## TASK DETAILS
Faithfully return all lines, omitting every embedded picture.

## ENTRIES PROVIDED
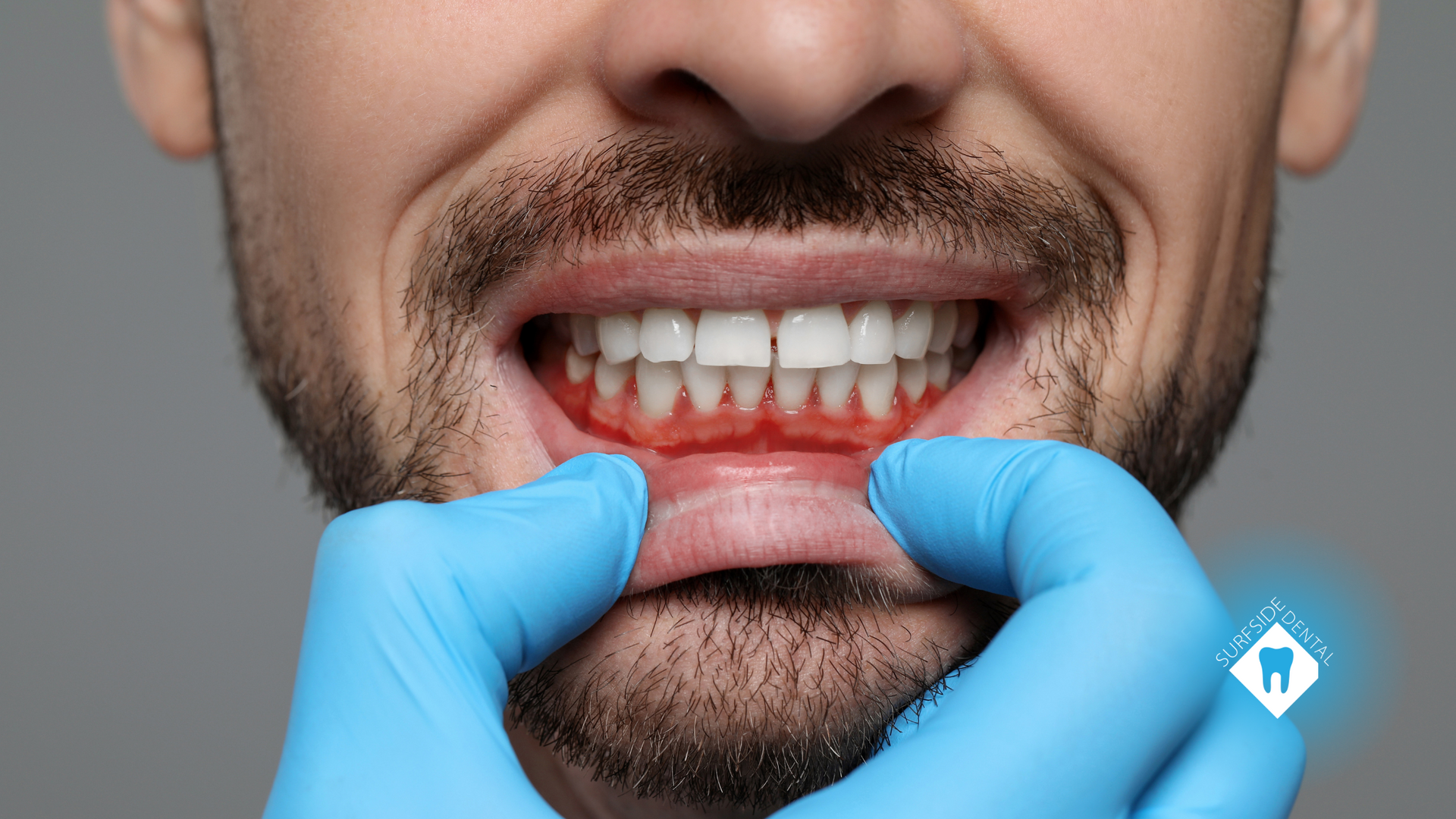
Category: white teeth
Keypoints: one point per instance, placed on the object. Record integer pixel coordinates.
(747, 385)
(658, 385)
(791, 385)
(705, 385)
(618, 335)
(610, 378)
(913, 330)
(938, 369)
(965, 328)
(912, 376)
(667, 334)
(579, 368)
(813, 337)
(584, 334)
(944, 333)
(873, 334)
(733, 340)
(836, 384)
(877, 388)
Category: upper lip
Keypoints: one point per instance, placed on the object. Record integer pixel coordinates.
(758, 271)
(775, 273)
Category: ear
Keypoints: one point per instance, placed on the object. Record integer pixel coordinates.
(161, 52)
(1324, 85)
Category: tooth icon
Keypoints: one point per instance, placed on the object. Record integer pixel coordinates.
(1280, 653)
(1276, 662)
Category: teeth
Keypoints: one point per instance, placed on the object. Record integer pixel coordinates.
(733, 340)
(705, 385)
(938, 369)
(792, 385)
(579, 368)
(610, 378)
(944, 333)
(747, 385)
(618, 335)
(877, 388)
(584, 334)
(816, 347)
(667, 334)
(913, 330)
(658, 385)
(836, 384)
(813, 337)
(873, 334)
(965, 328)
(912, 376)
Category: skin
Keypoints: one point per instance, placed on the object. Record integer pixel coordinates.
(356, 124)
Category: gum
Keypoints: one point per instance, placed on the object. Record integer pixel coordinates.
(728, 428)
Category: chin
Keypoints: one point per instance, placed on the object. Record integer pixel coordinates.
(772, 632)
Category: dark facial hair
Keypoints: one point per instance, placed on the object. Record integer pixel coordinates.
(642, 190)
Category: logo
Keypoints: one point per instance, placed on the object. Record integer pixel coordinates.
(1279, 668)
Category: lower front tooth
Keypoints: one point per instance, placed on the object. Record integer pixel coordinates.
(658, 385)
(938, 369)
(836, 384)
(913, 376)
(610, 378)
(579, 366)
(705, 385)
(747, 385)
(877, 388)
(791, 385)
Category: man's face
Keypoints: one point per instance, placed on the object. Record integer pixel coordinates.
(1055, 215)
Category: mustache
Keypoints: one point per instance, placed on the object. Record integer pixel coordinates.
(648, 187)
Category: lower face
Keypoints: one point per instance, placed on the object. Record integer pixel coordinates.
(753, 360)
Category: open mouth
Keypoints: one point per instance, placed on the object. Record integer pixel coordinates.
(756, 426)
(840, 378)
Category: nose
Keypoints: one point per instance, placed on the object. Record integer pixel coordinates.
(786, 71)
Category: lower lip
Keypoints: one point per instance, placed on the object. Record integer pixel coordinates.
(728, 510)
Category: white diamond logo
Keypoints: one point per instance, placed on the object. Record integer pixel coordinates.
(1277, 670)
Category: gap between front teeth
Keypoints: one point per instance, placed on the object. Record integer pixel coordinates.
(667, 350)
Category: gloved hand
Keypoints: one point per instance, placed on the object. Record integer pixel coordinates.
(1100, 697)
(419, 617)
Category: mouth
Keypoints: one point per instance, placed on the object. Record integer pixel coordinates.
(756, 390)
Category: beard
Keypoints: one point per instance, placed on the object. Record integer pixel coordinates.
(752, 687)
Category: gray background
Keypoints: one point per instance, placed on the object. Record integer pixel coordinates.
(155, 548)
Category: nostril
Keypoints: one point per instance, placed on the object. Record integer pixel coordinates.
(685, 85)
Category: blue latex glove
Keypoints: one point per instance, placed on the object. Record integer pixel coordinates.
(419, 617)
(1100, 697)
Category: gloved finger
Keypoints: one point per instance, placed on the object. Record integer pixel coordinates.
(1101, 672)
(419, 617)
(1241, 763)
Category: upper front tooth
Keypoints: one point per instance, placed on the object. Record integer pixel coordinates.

## SOLUTION
Category: white teeth
Keypoints: one point per instance, placed on the object. Record integer pixel coordinates.
(747, 385)
(658, 385)
(791, 385)
(705, 385)
(618, 335)
(610, 378)
(913, 330)
(938, 369)
(965, 328)
(912, 376)
(667, 334)
(579, 368)
(813, 337)
(584, 334)
(944, 333)
(873, 334)
(733, 340)
(836, 384)
(877, 388)
Category: upper lip
Keypoints: one point per instance, placed on the object. Record integer pixel coordinates.
(758, 271)
(775, 273)
Category: ear
Keypoints: one point per instance, placed on the object. Record integer pixel coordinates.
(161, 52)
(1324, 85)
Category: tooth icon
Keypoints: one point per instance, placed on the object. Record integer pixel coordinates.
(1280, 653)
(1276, 662)
Category: teeth
Keypoints: one point per instance, placed on the object. Record integer pixel coordinates.
(733, 340)
(705, 385)
(938, 369)
(792, 385)
(579, 368)
(610, 378)
(944, 333)
(747, 385)
(618, 335)
(877, 388)
(584, 334)
(816, 347)
(667, 334)
(913, 330)
(658, 385)
(836, 384)
(813, 337)
(873, 334)
(965, 328)
(912, 376)
Category: skin
Keypoints: one point per instance, placed on the object. Record integer pixel coordinates.
(356, 124)
Category: gum
Keypoints: one point per instance, placed on the object. Record integer pixel coordinates.
(728, 428)
Category: chin
Keypoints: one point per instance, placed on the object. Record integer pixel coordinates.
(772, 632)
Category: dark facial hair
Keypoints: one point per instance, placed on the object. Record integer pixel coordinates.
(642, 190)
Category: logo
Keypoints: one point per instance, placed on the object. Record integer pixel coordinates.
(1279, 668)
Category: lower front tooth
Keypoints: one point per instance, placed on the object. Record integer pixel coordinates.
(658, 385)
(938, 369)
(836, 384)
(913, 376)
(610, 378)
(579, 366)
(705, 385)
(747, 385)
(877, 388)
(791, 385)
Category: man's face
Keypoints: one point per instance, placed on the object. Record integer pixel coordinates.
(1055, 215)
Category: mustache
Keypoints: one point per instance, placed on the object. Record integer pixel coordinates.
(648, 187)
Category: lower face
Keypoints: one point per instance, placed on the object. Record integer pixel coordinates.
(753, 360)
Category: open mouth
Keypoints: one point per instance, placed on the object. Record integer pixel coordinates.
(756, 426)
(840, 378)
Category: nose
Keypoints: one point per instance, placed on the object. Record integer pixel coordinates.
(786, 71)
Category: lower lip
Keypoints: one point per instance, placed on the object. Record integer pixel coordinates.
(728, 510)
Category: white diamond logo
Keypoints: one point per instance, placed on the object. Record integer pixel coordinates.
(1277, 670)
Category: gap between front teeth
Keypoints: one point per instance, placed on the object. Record integer pixel coordinates.
(667, 350)
Category: gloved hand
Keypoints: one point per instance, placed on the object. Record integer pixel coordinates.
(1100, 697)
(419, 617)
Category: mouth
Keypoints: one point per instance, placed on the object. Record integer pixel coordinates.
(756, 390)
Category: beard
Keypoints: one point per instance, placed on the object. Record integer pixel coordinates.
(752, 687)
Category: gray background
Keypoints: one point per instance, placed on the object. Record integer pixel coordinates.
(155, 548)
Category: nostril
Keypoints: one point per instance, placed on the object. Record integer pixel coordinates.
(685, 85)
Category: blue latex glove
Keypoints: one point per instance, placed on the object. Record integer pixel coordinates.
(419, 617)
(1100, 697)
Category: gloved finger
Keypoints: one point per instance, placed on the object. Record integer pixel coordinates.
(1101, 672)
(419, 617)
(1241, 763)
Category: upper front tooth
Keypoints: one point per instance, placed on the object. Record integer pixel coordinates.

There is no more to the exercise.